(Data items)
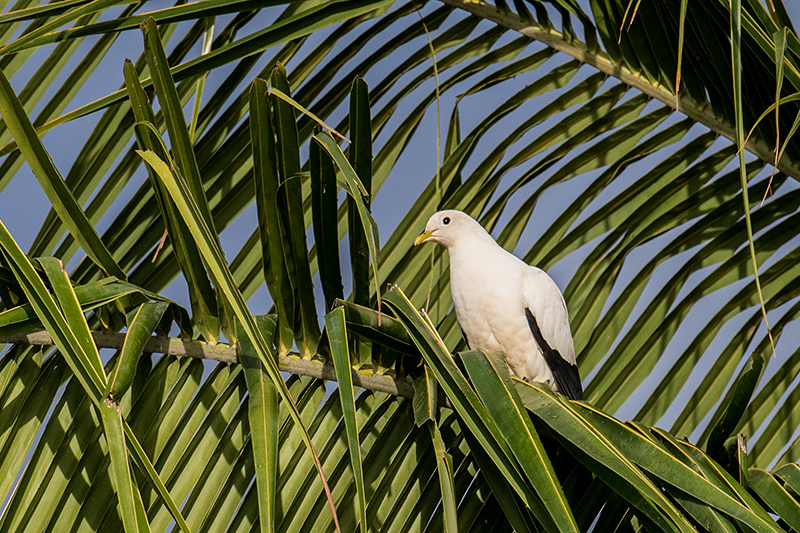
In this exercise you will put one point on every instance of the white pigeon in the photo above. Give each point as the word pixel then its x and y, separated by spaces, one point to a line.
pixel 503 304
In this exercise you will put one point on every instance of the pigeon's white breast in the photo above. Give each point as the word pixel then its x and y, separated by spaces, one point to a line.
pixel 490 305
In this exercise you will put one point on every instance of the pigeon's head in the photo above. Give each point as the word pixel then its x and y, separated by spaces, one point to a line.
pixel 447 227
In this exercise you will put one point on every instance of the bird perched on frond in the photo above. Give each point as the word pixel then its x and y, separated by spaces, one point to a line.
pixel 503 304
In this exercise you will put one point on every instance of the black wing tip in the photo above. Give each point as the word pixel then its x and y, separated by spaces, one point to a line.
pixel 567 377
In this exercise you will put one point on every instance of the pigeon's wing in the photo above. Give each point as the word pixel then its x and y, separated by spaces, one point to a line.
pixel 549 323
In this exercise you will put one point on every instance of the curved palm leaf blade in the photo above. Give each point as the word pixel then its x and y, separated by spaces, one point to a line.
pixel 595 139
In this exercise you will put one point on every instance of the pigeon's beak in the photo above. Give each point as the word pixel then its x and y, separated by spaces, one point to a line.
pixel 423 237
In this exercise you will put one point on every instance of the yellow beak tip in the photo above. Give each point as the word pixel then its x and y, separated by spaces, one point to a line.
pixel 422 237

▶ **EXERCISE GOAL**:
Please output every line of the listing above as a Markdown table with the columns Row and Line, numbering the rows and skipping blank lines. Leave the pictures out.

▶ **WRITTEN SOLUTION**:
| Row | Line |
|---|---|
| 1 | In this exercise you will put one point on every instance of the white pigeon in the photo above. Give each point as the word pixel then its x and y, separated by spaces, one point to a line. |
| 2 | pixel 503 304 |
| 3 | In this exercise you will put one point on every instance of the pigeon's white breast in the photo above. Give each point as the word pixel then its x and y, separated by spaces, one point to a line. |
| 4 | pixel 490 305 |
| 5 | In this exercise you will put one point on every instance of the pigeon's head in the photo above. Give each point as the word pixel then its x and y, separated by spaces, one point to a line. |
| 6 | pixel 447 227 |
| 7 | In this exercise you will put one point on every instance of the bird perched on frond in the photo above. Give each point as the word pixel then its x and y, separated by spaces, one point to a line. |
| 8 | pixel 503 304 |
| 9 | In this exercise you will put one point on every instance of the black wing tip in the photo above. Give each point as the word pixel then its x and y, separated by spaces, one point to a line. |
| 10 | pixel 567 377 |
| 11 | In this exercise you will put one point on every instance of the pigeon's wing in the photo above. Give each point as the word pixel then its x and y, separated by spaces, one point to a line. |
| 12 | pixel 549 323 |
| 13 | In this exercise you will put one point on every instance of the curved palm leaf blade in the photo above. Give each point as the word pixel then its x and y, separated by spaces, one point to a line. |
| 14 | pixel 595 139 |
| 15 | In this exercise you will put one point on every instance of the pigeon's beak in the photo above. Give each point as the word pixel then its x and y, separated by spaces, one point to a line. |
| 16 | pixel 423 237 |
| 17 | In this exercise you will put one point on every instance of the yellow beak tip in the photo above. Give each point as the word pixel then its x and y, separated by spaces, one point to a line. |
| 18 | pixel 422 237 |